▸ **Yönergeler**:
[1] Verilen metinde "Onun bunun her sözüne kananlar" ile başlayan dörtlükte "-anlar" ekiyle biten sözcükleri sırasıyla yazın.
[2] Verilen metnin "Tanrı Türk'ü korusun" ile başlayıp "her sözüne kananlar....." ile biten kısmını, "yürekten" sözcüğünü "içtenlikle" ile değiştirerek yeniden yazın.

▸ **Verilen metin**:
------------------------------------------------------------

Allah Türkü Korusun...
Selam ile..
Tanrı Türk'ü korusun ve yüceltsin.
Türkün türkten başka dostu olmadığını örümcek kafalılar bir anlasa, o zaman şaha kalkacak bu vatan.
Değerli gönüldaşım bu manadar şiirin için sizi yürekten kutlarım.
Allaha emanet olunuz.
Allah her türlü pislikten
TÜRK'Ü KORUSUN VE YÜCELTSİN
Saygılar, sevgilerle değerli hocam abim
Ümran Tokmak
Onun bunun her sözüne kananlar.....
Kurtuluşu diyalogda sananlar......
Bir mozaik sevdasıyla yananlar......
Akılları ermez bizi ne bilsin.............
......Dursun ağabey,,,,,yüreğine kalemine sağlık...Ama bizi mutlaka bir gün bilecekler. Ya seve seve ya başka türlü zoruna da olsa bilecekler. ...
Saygılarımı sunuyorum.

------------------------------------------------------------

▸ **Veri dökümü**:
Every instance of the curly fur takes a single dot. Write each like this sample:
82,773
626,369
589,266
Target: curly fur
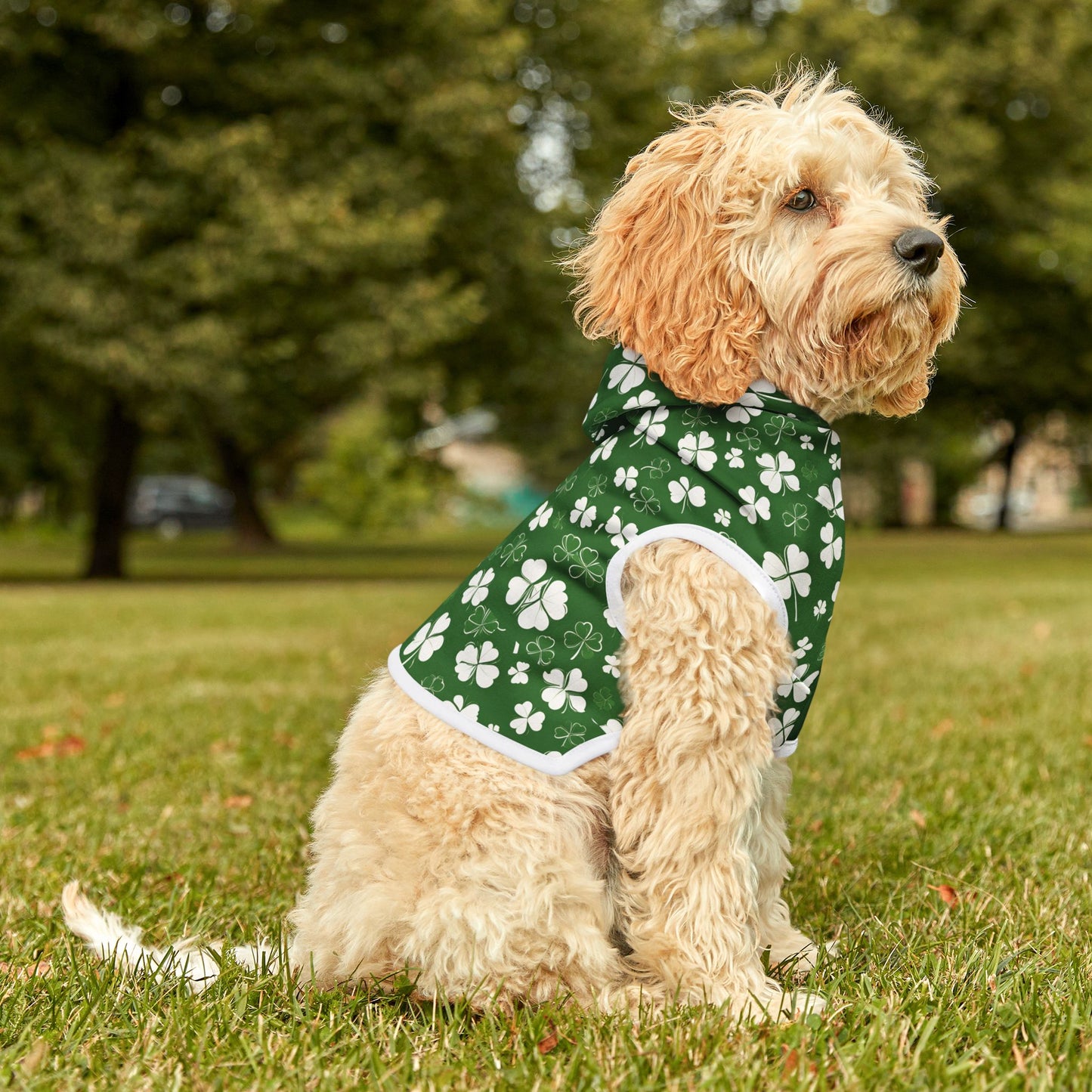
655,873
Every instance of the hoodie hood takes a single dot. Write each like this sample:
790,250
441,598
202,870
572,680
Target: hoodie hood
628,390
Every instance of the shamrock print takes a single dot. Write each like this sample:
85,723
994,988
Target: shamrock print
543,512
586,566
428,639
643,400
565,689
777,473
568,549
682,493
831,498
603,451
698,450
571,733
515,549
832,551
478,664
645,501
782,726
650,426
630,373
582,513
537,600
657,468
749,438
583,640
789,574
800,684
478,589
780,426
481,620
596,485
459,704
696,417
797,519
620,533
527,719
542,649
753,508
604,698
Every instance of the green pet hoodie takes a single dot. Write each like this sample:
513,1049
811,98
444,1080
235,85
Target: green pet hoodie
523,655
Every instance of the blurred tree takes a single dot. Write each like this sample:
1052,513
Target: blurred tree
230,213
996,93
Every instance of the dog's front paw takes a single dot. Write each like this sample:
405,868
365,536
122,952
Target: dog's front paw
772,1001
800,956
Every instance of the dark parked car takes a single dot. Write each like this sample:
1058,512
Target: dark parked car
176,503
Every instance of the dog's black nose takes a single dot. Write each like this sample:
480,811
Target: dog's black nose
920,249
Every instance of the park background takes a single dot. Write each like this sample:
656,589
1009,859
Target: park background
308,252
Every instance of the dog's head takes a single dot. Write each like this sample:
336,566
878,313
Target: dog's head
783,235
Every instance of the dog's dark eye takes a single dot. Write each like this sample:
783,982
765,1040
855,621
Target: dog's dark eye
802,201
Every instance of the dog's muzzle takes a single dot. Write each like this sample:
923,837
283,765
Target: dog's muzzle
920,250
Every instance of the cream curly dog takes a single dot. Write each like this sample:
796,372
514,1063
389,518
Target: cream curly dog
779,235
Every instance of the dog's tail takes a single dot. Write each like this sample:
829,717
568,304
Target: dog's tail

------------------------------------------------------------

▸ **Alıştırma yanıtları**:
[1] kananlar, sananlar, yananlar

[2]
Tanrı Türk'ü korusun ve yüceltsin.
Türkün türkten başka dostu olmadığını örümcek kafalılar bir anlasa, o zaman şaha kalkacak bu vatan.
Değerli gönüldaşım bu manadar şiirin için sizi içtenlikle kutlarım.
Allaha emanet olunuz.
Allah her türlü pislikten
TÜRK'Ü KORUSUN VE YÜCELTSİN
Saygılar, sevgilerle değerli hocam abim
Ümran Tokmak
Onun bunun her sözüne kananlar.....